Goal of the exercise >>
Make an exact copy of all the records.

Data items >>
::::::::::
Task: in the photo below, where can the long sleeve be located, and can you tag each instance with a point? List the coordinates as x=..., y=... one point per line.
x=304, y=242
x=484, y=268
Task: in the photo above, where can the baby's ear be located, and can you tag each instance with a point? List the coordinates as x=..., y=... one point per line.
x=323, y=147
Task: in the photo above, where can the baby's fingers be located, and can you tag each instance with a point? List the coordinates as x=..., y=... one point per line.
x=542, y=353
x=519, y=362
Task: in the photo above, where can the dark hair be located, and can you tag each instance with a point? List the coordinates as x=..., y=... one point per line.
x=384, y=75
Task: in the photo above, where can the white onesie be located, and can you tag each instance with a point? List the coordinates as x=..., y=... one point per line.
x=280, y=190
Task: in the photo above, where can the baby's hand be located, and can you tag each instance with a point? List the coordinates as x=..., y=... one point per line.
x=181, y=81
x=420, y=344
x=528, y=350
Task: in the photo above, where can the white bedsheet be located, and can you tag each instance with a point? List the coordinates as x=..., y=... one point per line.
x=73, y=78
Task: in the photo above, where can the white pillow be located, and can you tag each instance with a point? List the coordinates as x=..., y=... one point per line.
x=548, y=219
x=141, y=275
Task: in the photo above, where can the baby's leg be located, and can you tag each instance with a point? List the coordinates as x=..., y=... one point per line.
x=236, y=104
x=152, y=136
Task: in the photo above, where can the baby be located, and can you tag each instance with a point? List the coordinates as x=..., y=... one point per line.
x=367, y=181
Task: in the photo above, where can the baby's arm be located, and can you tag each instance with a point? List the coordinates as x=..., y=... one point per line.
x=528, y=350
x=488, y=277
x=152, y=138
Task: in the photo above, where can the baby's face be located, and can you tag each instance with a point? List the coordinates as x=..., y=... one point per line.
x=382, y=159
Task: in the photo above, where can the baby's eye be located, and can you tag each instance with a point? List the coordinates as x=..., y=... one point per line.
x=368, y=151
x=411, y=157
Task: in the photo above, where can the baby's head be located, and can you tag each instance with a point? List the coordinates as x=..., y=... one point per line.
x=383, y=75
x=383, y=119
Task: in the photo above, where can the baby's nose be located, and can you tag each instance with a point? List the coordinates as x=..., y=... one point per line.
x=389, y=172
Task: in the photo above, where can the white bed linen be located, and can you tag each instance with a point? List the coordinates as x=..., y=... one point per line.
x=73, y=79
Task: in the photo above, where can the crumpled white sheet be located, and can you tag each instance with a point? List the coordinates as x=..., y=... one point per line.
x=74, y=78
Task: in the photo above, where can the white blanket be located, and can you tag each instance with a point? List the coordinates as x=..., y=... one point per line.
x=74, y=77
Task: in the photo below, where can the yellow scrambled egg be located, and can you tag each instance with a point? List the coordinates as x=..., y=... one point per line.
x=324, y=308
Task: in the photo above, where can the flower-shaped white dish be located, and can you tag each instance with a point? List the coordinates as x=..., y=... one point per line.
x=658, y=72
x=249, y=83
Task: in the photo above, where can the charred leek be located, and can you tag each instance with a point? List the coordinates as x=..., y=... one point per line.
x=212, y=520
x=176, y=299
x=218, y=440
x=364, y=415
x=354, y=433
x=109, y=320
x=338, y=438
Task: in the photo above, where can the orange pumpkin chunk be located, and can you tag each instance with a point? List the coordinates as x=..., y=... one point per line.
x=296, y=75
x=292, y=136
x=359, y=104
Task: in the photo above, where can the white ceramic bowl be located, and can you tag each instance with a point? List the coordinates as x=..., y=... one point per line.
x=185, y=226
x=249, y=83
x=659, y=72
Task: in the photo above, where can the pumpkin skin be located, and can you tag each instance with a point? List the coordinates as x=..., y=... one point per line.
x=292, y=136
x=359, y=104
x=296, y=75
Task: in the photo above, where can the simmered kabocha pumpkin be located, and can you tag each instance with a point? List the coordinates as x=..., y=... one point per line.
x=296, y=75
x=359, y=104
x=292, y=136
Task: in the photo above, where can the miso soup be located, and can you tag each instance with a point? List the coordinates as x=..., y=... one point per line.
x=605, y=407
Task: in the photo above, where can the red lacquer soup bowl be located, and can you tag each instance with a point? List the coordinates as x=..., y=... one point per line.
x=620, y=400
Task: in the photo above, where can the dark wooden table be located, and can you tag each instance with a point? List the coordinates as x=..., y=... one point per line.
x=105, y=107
::::::::::
Exercise response >>
Task: in the photo below, where can the long sleeve be located, and can you tag each instance with a point? List the coordinates as x=..., y=... one point per line.
x=304, y=242
x=484, y=268
Task: in the photo above, where can the baby's ear be located, and can you tag each instance with a point? List the coordinates as x=..., y=... one point per line.
x=323, y=147
Task: in the photo above, where can the baby's fingers be located, and can you tag each instance with a point? List the coordinates as x=..., y=... one point per line.
x=542, y=353
x=519, y=362
Task: in the photo above, where can the dark hair be located, and can you tag each instance with a point? List the coordinates as x=..., y=... one point per line.
x=384, y=75
Task: in the photo above, where can the white onesie be located, and can you tag each instance with a point? List the coordinates as x=..., y=... one point per line.
x=280, y=190
Task: in the photo above, where can the baby's hand be located, and can you tag each instance with a point? List the coordinates as x=..., y=... one point per line.
x=181, y=81
x=420, y=344
x=528, y=350
Task: in the photo above, where can the white bedsheet be located, and can you tag each instance with a point? List the coordinates as x=..., y=... one point per line.
x=73, y=78
Task: in the photo above, where can the white pillow be located, and can you tag each instance with a point? List the coordinates as x=..., y=... one point per line.
x=548, y=219
x=141, y=275
Task: in the photo above, where can the baby's leg be located, and can you tag each instance with a point? List the coordinates as x=..., y=... one point per line.
x=236, y=104
x=152, y=136
Task: in the photo above, where can the baby be located, and can you tag each instance with a point? List the coordinates as x=..., y=... one point per line.
x=367, y=181
Task: in the photo above, where can the baby's arm be located, and can you tag each instance with a point? List the coordinates as x=..., y=... one point per line.
x=528, y=350
x=488, y=277
x=152, y=138
Task: in the photo above, where can the baby's face be located, and can you tag each instance with a point? List the coordinates as x=..., y=... one point per line.
x=382, y=159
Task: in the photo above, where can the baby's eye be located, and can you tag each instance with a point? List the coordinates as x=..., y=... one point per line.
x=368, y=151
x=411, y=157
Task: in the photo above, where can the baby's head be located, and can you tag each instance with a point? List the coordinates as x=..., y=... one point per line.
x=383, y=75
x=383, y=119
Task: in the photo above, where can the baby's nose be located, and can you tag each instance with a point? List the coordinates as x=..., y=... one point per line.
x=389, y=172
Task: in the photo above, where can the white bed linen be located, and can you tag each instance with a point? List the coordinates as x=..., y=... one point per line.
x=73, y=79
Task: in the photo above, where can the crumpled white sheet be located, and can you tag each instance with a point? List the coordinates as x=..., y=... one point per line.
x=74, y=78
Task: in the photo above, where can the white blanket be located, and can you tag each instance with a point? List the coordinates as x=..., y=... one point per line.
x=74, y=77
Task: in the photo below, where can the yellow scrambled egg be located, and can you tag each instance with a point? List the coordinates as x=..., y=... one point per line.
x=324, y=308
Task: in the photo above, where can the flower-shaped white dish be located, and can you tag each instance with a point? List the coordinates as x=..., y=... one point per line.
x=658, y=72
x=249, y=83
Task: in the photo above, where can the charred leek be located, and can you tag each instance with a point? List the coordinates as x=..., y=... one point per line.
x=212, y=520
x=176, y=299
x=218, y=440
x=364, y=415
x=354, y=433
x=109, y=320
x=338, y=438
Task: in the photo above, where can the orange pumpkin chunk be located, and can you tag each instance with a point? List the coordinates as x=..., y=... one point per line.
x=296, y=75
x=292, y=136
x=359, y=104
Task: in the photo above, where can the white ceramic bowl be located, and can you tag each instance with a point? List the coordinates as x=..., y=... one point per line.
x=185, y=226
x=249, y=83
x=659, y=72
Task: in the photo above, where can the pumpkin skin be located, and can you tag each instance with a point? List the coordinates as x=..., y=... one point per line.
x=292, y=136
x=359, y=104
x=296, y=75
Task: in the photo above, where can the simmered kabocha pumpkin be located, and can you tag each instance with a point? List the coordinates as x=..., y=... one point per line.
x=296, y=75
x=359, y=104
x=292, y=136
Task: in the photo above, where can the miso soup be located, and can you tag each instance with a point? List the coordinates as x=..., y=... one point per line.
x=605, y=407
Task: in the photo above, where can the red lacquer soup bowl be located, and can you tag each instance with a point? List the coordinates as x=..., y=... one point per line.
x=620, y=400
Task: in the photo above, where can the dark wooden table be located, and can you tag each instance with a point? List the coordinates as x=..., y=... one point per line.
x=105, y=107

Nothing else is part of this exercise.